* What to work on *
Revise the items below so that "shelf-audit tool" reads "inventory tracker" everywhere, with every other word unchanged. Leave the pictures out of your answer.

* Entries provided *
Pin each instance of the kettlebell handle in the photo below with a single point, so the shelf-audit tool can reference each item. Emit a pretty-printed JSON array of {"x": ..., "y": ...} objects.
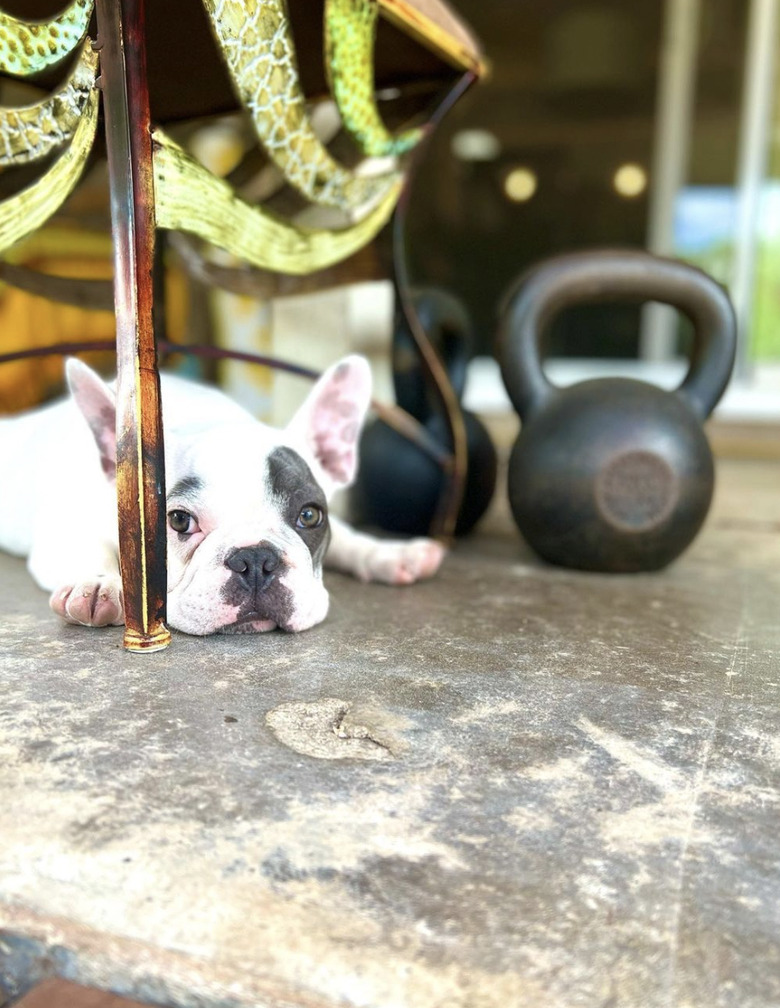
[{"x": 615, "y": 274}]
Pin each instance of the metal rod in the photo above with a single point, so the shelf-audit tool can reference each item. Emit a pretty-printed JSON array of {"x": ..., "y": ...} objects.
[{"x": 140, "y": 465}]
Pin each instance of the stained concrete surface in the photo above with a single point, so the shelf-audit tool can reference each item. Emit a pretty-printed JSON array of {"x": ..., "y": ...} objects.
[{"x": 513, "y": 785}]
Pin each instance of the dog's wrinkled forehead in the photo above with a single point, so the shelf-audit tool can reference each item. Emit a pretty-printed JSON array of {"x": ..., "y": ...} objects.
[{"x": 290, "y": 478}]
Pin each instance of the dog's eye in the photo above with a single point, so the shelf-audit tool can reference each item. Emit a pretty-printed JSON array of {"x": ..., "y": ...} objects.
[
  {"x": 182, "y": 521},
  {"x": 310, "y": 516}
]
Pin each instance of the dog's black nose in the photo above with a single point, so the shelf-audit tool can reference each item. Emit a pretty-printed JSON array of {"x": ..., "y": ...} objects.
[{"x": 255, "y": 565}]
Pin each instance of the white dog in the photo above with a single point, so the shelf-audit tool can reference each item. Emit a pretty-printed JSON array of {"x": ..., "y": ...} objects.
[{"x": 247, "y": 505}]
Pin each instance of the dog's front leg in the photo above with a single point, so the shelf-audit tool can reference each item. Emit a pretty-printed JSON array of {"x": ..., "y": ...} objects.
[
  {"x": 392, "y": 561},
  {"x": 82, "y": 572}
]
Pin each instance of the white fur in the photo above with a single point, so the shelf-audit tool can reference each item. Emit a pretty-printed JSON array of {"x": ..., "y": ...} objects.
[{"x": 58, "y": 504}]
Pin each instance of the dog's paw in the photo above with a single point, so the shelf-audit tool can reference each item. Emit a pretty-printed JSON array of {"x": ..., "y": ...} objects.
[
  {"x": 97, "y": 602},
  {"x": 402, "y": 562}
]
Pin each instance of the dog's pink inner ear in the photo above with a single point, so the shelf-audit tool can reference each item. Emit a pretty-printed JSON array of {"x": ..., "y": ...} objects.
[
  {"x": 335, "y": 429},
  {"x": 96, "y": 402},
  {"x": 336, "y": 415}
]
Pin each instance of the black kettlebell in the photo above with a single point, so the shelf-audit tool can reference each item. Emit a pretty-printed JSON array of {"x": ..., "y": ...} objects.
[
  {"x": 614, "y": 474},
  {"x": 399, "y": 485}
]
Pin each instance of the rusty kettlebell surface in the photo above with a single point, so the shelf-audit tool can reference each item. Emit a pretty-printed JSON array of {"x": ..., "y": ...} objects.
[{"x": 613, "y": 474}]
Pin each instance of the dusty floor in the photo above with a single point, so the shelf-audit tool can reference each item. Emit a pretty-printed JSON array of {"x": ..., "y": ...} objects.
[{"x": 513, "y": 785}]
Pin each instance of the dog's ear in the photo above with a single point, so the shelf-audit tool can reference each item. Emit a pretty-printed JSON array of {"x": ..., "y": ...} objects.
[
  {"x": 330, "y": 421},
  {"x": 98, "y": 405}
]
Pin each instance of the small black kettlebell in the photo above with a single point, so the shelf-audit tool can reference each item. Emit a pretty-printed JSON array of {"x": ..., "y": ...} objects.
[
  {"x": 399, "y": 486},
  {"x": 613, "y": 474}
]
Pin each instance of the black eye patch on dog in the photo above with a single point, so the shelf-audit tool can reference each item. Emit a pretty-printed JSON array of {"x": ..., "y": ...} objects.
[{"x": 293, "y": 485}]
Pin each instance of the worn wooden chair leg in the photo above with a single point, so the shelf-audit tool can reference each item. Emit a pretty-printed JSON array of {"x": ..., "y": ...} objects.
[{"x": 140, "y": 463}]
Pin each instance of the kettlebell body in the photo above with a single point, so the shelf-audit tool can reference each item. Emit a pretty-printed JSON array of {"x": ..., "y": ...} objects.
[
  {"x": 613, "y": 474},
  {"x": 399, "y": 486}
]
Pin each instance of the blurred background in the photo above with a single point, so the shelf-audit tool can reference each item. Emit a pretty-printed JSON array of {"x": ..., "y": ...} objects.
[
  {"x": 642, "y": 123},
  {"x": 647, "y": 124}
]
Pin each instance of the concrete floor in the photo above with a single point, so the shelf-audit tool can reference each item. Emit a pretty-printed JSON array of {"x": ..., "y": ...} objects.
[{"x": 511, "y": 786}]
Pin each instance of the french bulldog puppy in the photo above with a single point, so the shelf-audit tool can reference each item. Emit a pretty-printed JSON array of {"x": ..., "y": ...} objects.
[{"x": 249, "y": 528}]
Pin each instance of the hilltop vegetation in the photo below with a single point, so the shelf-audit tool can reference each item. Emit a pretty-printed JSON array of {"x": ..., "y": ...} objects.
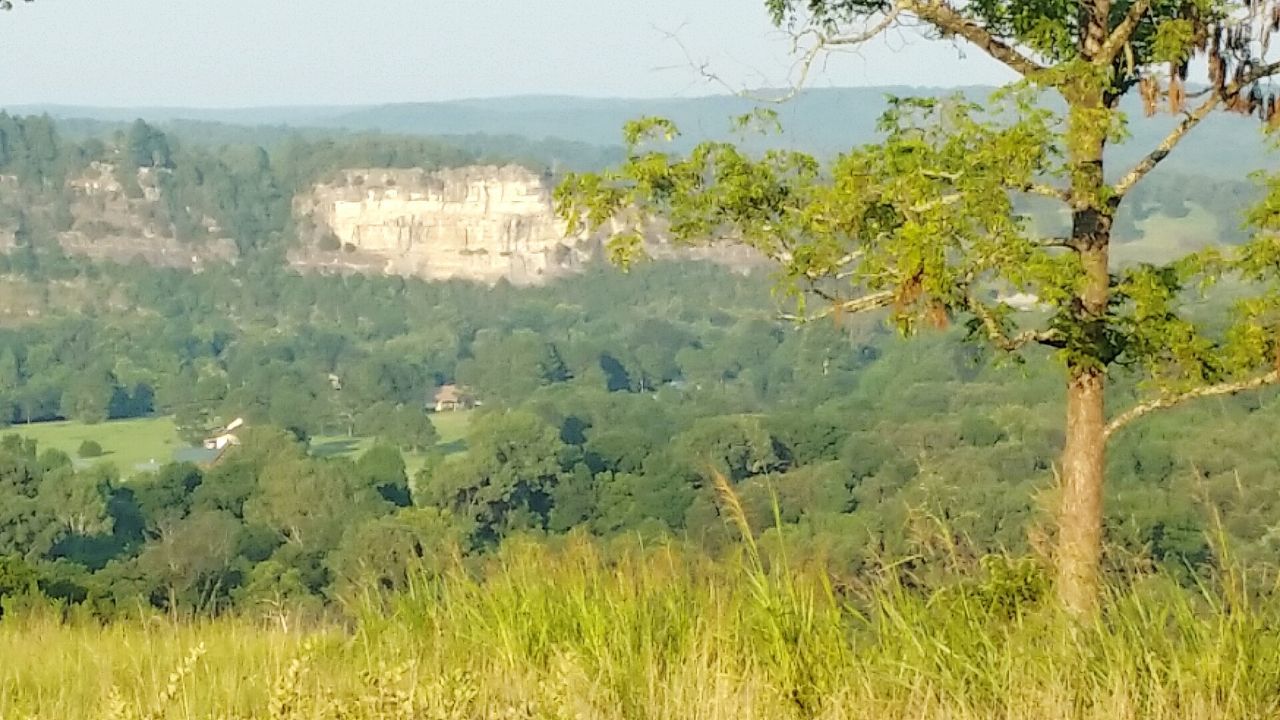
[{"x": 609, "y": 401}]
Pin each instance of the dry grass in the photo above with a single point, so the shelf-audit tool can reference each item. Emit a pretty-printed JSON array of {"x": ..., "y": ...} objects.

* Reply to the exercise *
Pin each instance of the kettlebell handle in the photo below with a single point, so the inventory tracker can reference each item. Emit a pretty-printed JSON array of {"x": ..., "y": ...} objects.
[{"x": 615, "y": 274}]
Pin each instance of the metal rod in the photo above with a single point, so the inventory tracker can reference each item. Emit a pretty-printed JSON array of {"x": ..., "y": ...} objects.
[{"x": 140, "y": 465}]
Pin each instance of the stained concrete surface in the photo above with a single point, so the inventory tracker can reference each item. Emit a pretty-printed JSON array of {"x": ..., "y": ...} objects.
[{"x": 513, "y": 785}]
Pin each instance of the dog's wrinkled forehead in the photo above with a single point, so the inventory tracker can reference each item. Emit a pretty-printed JSON array of {"x": ..., "y": ...} objects.
[{"x": 290, "y": 478}]
Pin each instance of the dog's eye in the photo above with a single point, so the inventory tracker can reference each item. Emit a pretty-printed JSON array of {"x": ..., "y": ...} objects.
[
  {"x": 182, "y": 521},
  {"x": 310, "y": 516}
]
Pin each instance of the dog's black nose in the photo above with a single point, so the inventory tracker can reference each item. Emit a pretty-printed JSON array of {"x": ..., "y": ...} objects.
[{"x": 255, "y": 565}]
Pin each instance of the white dog in the photo above with a single point, so the inventory tracker can reference each item. Emit a pretty-printed JSON array of {"x": ..., "y": ...} objects.
[{"x": 247, "y": 505}]
Pin each instance of the dog's front leg in the photo above with a single point, so the inventory tracker can reference each item. Emit a pretty-printed JSON array of {"x": ..., "y": ...} objects.
[
  {"x": 392, "y": 561},
  {"x": 82, "y": 572}
]
Pin each instance of the white fur in the photo above with a single point, so the inventory tracker can reference each item. Emit a pretty-printed JSON array of {"x": ..., "y": ...} objects.
[{"x": 58, "y": 504}]
Pin each instance of the dog's paw in the photo above with a single point, so the inventory tracker can reference each item. Emit a pretty-printed JSON array of {"x": ..., "y": ...} objects.
[
  {"x": 97, "y": 602},
  {"x": 402, "y": 562}
]
Pin each instance of the dog's pink inner ear in the photo above with a single point, so the inventory tracker can reference each item. Emit a pretty-printed JSON array of {"x": ..., "y": ...} objects.
[
  {"x": 335, "y": 429},
  {"x": 96, "y": 402},
  {"x": 336, "y": 415}
]
Pin each instance of the black kettlebell in the photo above with a single point, so the inventory tracker can reference each item. Emit a pretty-printed JSON array of {"x": ..., "y": ...} objects.
[
  {"x": 614, "y": 474},
  {"x": 399, "y": 485}
]
Pin each instance of the rusty kettlebell surface in the photo above with a single point, so the inventory tracker can reference each item. Emit a pretty-printed JSON array of {"x": ..., "y": ...} objects.
[{"x": 613, "y": 474}]
Pin each instance of the dusty floor in the photo above with a single point, so the inventory tracker can reference each item. Emit a pretty-printed JSON array of {"x": ..., "y": ...} objects.
[{"x": 513, "y": 785}]
Pin each instance of the dog's ear in the photo above with a single point, so the inventory tracker can reference each item. Emit a pretty-printed JSON array of {"x": ..., "y": ...} objects.
[
  {"x": 330, "y": 421},
  {"x": 98, "y": 405}
]
Pin each instance of the small black kettlebell in the photo above with a single point, so the inventory tracker can reference each item. Emit a pretty-printed JSON array of {"x": ..., "y": ...} objects.
[
  {"x": 399, "y": 486},
  {"x": 613, "y": 474}
]
Pin each instance of the black eye patch on dog in the photo above with a single point, so the inventory tracker can reference each item. Emit a pretty-printed JSON array of {"x": ..., "y": ...} objects.
[{"x": 293, "y": 485}]
Pin each instance of the worn wooden chair leg in the photo above with a single point, so the inventory tracker can reference each item. Emit a pretty-printed JSON array of {"x": ..., "y": ...} objects.
[{"x": 140, "y": 463}]
Pin each instance of the kettlebell body in the photo above with a single point, so the inventory tracker can reference each item. Emit a pretty-printed JSON array of {"x": ..., "y": ...} objects.
[
  {"x": 613, "y": 474},
  {"x": 399, "y": 486}
]
Pin each instance of the blurred background in the photo above with a single point, so the inventory tracker can reference each item. Emit a pretty-printed JSON array of {"x": ..., "y": ...} objects.
[
  {"x": 642, "y": 123},
  {"x": 647, "y": 124}
]
Pin each instance of the concrete floor in the photo above with a single point, so the inventory tracker can reference each item. Emit a pretty-printed JSON array of {"x": ..., "y": ...} objects.
[{"x": 511, "y": 786}]
Pin each instance of the french bulldog puppy in the photo above with a single point, so the inventory tracker can reference each item. Emit a pretty-printed JSON array of {"x": ..., "y": ...} objects.
[{"x": 249, "y": 528}]
Pin each instance of the hilltop vegetation in the photo below with a single point, so the inventory tracker can reference each item. Emit a pretty-printed JSON array of {"x": ..., "y": ...} objects.
[{"x": 609, "y": 401}]
Pin each instance of the dry grass in the photo above with a single point, so the inventory tracker can reference each item. Emit a pretty-printed JSON array of {"x": ..., "y": ...} objects.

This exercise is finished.